* START SELECTED EXCERPT *
# Other Pythons > Morelia >  coastal jaguar carpet python

## Andrew24

i was wanting to know about how much would a coastal jaguar carpet python cost and where on the net is a good place (that i can trust) to buy one?

and if anyone lives in iowa do they have any expos that sell coastal jaguar carpet pythons? in iowa.. i didn't see any at the one i went to in des moines but then again at that time i wasn't really looking for one lol. so that might be why i didn't see any...

----------


## MattU

$300-600 is probably average...check the classifieds at moreliapythons.com or kingsnake.com they've usually got some stuff

----------


## mainbutter

Yup +1 on the 300-600 range.  You CAN find them cheaper, and they aren't necessarily "bad" either, but below $250 is very uncommon.

They're common enough that I don't have any ONE breeder to refer you too, especially since the breeders I check out most often are working with diamond jungle jags rather than coastal jags.

I'd agree that classifieds at moreliapythons.com is a great place to start, but of course there's no harm in checking kingsnake.com or faunaclassifieds.com

Jags aren't hard to find for sale.

One note:  If you haven't read about it yet, there is a neuro issue related to the jaguar gene.  Some very few people still argue that it can be bred out.  I am of the opinion that it can't and is directly associated with the gene.  This does not stop a snake from having a full healthy life, but gives jags odd behavior from time to time.  It almost seems very similar to the issues with spider ball pythons.  Different snakes will exhibit different degrees of odd behavior.  I just wanted to let you know about it, because anyone buying a jag should know about it instead of finding out after a purchase.

----------

Andrew24 (12-26-2009)

----------


## pilot511

richmondconstrictors has some nice ones, good variety in price...same with spitfire reptiles, reptilicus (will leary) and you can find them all over kingsnake.  $300-$600 is right for a pure coastal jag, a jungle jag or irian jaya jag could get to a grand or more.

----------


## Ballpython2

> Yup +1 on the 300-600 range.  You CAN find them cheaper, and they aren't necessarily "bad" either, but below $250 is very uncommon.
* END SELECTED EXCERPT *
* START SUPPLIED DATA *
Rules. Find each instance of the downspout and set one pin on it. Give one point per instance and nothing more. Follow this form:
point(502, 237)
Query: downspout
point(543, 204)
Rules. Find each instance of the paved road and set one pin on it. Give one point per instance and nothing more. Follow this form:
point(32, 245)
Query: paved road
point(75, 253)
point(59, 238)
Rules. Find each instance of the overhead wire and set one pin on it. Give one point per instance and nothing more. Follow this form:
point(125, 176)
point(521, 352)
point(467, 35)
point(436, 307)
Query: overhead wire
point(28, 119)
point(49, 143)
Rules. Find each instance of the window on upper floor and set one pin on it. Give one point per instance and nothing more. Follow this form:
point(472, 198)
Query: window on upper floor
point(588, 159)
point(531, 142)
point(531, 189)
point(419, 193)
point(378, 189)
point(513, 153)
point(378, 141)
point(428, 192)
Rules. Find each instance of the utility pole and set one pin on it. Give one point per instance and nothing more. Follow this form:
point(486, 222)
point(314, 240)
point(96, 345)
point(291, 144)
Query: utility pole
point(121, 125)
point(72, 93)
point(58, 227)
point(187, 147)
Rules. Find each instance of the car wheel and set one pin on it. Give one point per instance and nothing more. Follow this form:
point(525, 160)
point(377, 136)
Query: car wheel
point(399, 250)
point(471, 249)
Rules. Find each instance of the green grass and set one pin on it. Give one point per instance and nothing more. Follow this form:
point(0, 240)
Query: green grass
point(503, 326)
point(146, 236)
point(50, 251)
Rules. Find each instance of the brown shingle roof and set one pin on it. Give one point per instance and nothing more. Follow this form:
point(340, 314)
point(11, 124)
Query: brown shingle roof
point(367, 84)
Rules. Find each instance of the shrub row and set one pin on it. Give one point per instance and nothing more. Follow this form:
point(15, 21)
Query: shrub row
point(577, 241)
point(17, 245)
* END SUPPLIED DATA *
## WHAT YOU WILL DO
A) From the forum thread on coastal jaguar carpet pythons, write out the stretch from "richmondconstrictors has some" through "grand or more.".
B) In the thread on coastal jaguar carpet pythons, which classifieds does one reply call a great place to start?

## RESPONSES
A)
richmondconstrictors has some nice ones, good variety in price...same with spitfire reptiles, reptilicus (will leary) and you can find them all over kingsnake.  $300-$600 is right for a pure coastal jag, a jungle jag or irian jaya jag could get to a grand or more.

B) The classifieds at moreliapythons.com.